A extinção não atinge os débitos anteriores a janeiro de 2020, mas reforça a tese de que a cobrança é abusiva. Atualmente, há discussão sobre a constitucionalidade da contribuição perante o Supremo Tribunal Federal (STF), no Recurso Extraordinário (RE) nº 878313, cuja repercussão geral foi reconhecida, sob o argumento de que (i) a base de cálculo prevista pela LC nº 110/2001 não encontra previsão na Constituição Federal após a Emenda Constitucional nº 33/01, e de que (ii) houve desvio de finalidade do tributo com a utilização dos valores arrecadados para outros fins.
Assim, com essa nova lei, os Tribunais pátrios terão mais respaldo jurídico para decidir favoravelmente aos contribuintes.
PGFN LANÇA PRIMEIRO “EDITAL DE ACORDO DE TRANSAÇÃO POR ADESÃO” DE DÉBITOS INSCRITOS EM DÍVIDA ATIVA DA UNIÃO
Foi publicado pela Procuradoria-Geral da Fazenda Nacional (PGFN), no início de dezembro, o “Edital de Acordo de Transação por Adesão nº 01/2019”, que permite aos devedores com débitos inscritos na Dívida Ativa da União (DAU) transacionarem suas dívidas em condições especiais.
Mencionado Edital, publicado nos termos da autorização dada pela Medida Provisória nº 899/2019, destina-se às pessoas físicas e jurídicas que possuam débitos de até R$ 15 (quinze) milhões, e que se enquadrem em uma das modalidades abaixo:
(i) Débitos inscritos em DAU de pessoas jurídicas baixadas, inaptas ou suspensas no cadastro de pessoa jurídica, sem anotação atual de parcelamento, garantia ou suspensão por decisão judicial;
(ii) Débitos inscritos em DAU há mais de 15 (quinze) anos, sem anotação atual de parcelamento, garantia ou suspensão por decisão judicial;
(iii) Débitos inscritos em DAU que estejam suspensos por decisão judicial há mais de 10 (dez) anos; e
(iv) Débitos inscritos em DAU de pessoa natural falecida.
Os descontos oferecidos à adesão à transação de pessoas jurídicas podem chegar a 50% para a opção de pagamento em parcela única e o prazo de pagamento pode atingir 84 meses. No caso de devedor pessoa física, micro ou pequena empresa, o desconto pode atingir 70% e o prazo pode chegar a 100 meses. No caso de débitos previdenciários, o prazo máximo é de 60 meses. A aplicação de mencionados descontos, porém, não poderá resultar em redução do montante principal do débito inscrito em DAU.
A adesão poderá ser realizada até o dia 28 de fevereiro de 2020, obrigatoriamente por meio do portal “Regularize”, devendo-se observar os demais procedimentos estipulados no Edital para cada modalidade, conforme o caso.
Nota-se, porém, que mencionado edital restringiu bastante o universo de contribuintes que poderá dele se aproveitar, além de ter previsto modalidades que englobam débitos possivelmente já extintos por prescrição ou que sejam inexigíveis por qualquer outra razão. Recomenda-se, assim, que mesmo os contribuintes que se enquadrem em uma das modalidades de transação verifiquem cuidadosamente, caso a caso, a conveniência de se aderir à transação em tela.

Material fornecido:
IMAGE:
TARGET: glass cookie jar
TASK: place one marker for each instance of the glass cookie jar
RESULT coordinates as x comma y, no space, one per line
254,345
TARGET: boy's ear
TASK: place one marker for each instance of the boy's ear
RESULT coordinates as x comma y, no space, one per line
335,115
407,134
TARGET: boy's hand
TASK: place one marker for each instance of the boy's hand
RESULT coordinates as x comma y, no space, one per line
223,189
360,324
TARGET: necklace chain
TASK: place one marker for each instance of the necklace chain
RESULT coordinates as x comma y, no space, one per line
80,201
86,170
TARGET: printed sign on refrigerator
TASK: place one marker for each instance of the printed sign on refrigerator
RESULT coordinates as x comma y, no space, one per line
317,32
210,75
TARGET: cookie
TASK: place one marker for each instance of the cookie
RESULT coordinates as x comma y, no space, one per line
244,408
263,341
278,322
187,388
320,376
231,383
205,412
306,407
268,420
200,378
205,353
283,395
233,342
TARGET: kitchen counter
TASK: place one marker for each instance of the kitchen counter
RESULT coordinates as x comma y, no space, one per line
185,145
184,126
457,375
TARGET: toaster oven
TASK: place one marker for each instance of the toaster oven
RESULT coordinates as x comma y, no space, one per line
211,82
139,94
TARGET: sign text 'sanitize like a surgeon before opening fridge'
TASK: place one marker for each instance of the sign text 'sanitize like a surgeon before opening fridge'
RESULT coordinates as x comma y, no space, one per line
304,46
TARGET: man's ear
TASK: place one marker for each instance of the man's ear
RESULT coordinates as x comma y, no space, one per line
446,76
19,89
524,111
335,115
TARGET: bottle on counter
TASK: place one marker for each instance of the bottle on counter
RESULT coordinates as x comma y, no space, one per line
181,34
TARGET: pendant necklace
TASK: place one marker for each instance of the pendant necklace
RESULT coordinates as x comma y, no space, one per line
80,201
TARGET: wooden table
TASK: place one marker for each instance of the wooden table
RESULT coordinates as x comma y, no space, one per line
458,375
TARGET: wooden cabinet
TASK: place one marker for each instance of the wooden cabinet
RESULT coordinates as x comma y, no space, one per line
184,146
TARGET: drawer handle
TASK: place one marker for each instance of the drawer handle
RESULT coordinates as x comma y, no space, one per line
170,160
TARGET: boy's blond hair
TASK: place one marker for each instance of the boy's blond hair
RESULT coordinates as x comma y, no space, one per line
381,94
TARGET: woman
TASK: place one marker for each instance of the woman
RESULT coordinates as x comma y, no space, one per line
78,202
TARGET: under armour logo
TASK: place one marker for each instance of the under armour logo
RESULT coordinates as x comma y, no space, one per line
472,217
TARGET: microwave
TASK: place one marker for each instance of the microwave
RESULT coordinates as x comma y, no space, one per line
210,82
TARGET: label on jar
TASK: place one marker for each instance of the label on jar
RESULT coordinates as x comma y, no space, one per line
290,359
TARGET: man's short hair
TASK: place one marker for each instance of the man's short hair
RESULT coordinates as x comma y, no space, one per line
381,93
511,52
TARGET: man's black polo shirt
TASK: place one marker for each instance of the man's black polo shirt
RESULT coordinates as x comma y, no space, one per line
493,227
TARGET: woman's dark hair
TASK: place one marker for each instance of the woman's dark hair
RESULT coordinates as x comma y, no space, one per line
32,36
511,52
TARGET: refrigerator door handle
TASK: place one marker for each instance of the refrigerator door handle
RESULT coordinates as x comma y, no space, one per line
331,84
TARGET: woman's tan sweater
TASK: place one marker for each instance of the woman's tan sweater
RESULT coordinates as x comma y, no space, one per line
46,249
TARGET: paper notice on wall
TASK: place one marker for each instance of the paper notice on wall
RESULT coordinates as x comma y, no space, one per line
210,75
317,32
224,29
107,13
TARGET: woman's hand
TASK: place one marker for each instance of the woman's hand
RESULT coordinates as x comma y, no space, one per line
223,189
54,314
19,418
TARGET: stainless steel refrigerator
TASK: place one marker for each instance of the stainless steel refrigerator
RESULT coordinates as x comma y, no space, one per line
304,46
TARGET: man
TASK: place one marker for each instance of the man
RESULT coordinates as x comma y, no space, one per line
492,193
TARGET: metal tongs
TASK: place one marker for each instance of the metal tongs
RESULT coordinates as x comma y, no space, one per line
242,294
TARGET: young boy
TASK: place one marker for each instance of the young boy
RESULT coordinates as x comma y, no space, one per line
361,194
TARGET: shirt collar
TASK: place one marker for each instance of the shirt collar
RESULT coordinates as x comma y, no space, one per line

Complete o seguinte:
- A) De acordo com o texto do documento, até que dia pode ser feita a adesão ao edital de transação da PGFN?
- B) Prossiga com o texto sobre a transação de débitos inscritos na Dívida Ativa da União a partir do ponto em que ele termina.
Os registros provêm de outra fonte.

Respostas por tarefa:
- A) Até o dia 28 de fevereiro de 2020.

- B)
CARF – PUBLICAÇÃO DO ACÓRDÃO SOBRE O MOMENTO DA INCIDÊNCIA DO PIS/COFINS DE EMPRESA DE PROGRAMA DE FIDELIDADE
A 1ª Turma Ordinária da 2ª Câmara da 3ª Seção de Julgamento do Conselho Administrativo de Recursos Fiscais (CARF), em recente julgado, decidiu que, na vigência do Regime Tributário de Transição (RTT), o PIS e a Cofins de empresa de fidelidade deve ser apurado no momento do recebimento da emissão dos pontos para os consumidores, quando ocorre o recebimento dos recursos das empresas parceiras, participantes do programa de pontos.
No caso em tela, a recorrente é empresa que desenvolve e gerencia de programa de fidelização de clientes, por meio de uma rede de coalizão ou multifidelização formado por diversas empresas parceiras, que se relacionam com a recorrente de acordo com regras estabelecidas em contratos de parceria.
A operação da contribuinte recorrente consiste em (i) emitir pontos de fidelidade para clientes das empresas parceiras, mediante o recebimento, de tais parceiras, dos valores em dinheiro correspondentes a tais pontos; e, em momento posterior, (ii) converter tais pontos em produtos ou serviços oferecidos por empresas parceiros, quando da utilização dos pontos previamente emitidos pelos clientes, pagando diretamente às parceiras por tais produtos ou serviços.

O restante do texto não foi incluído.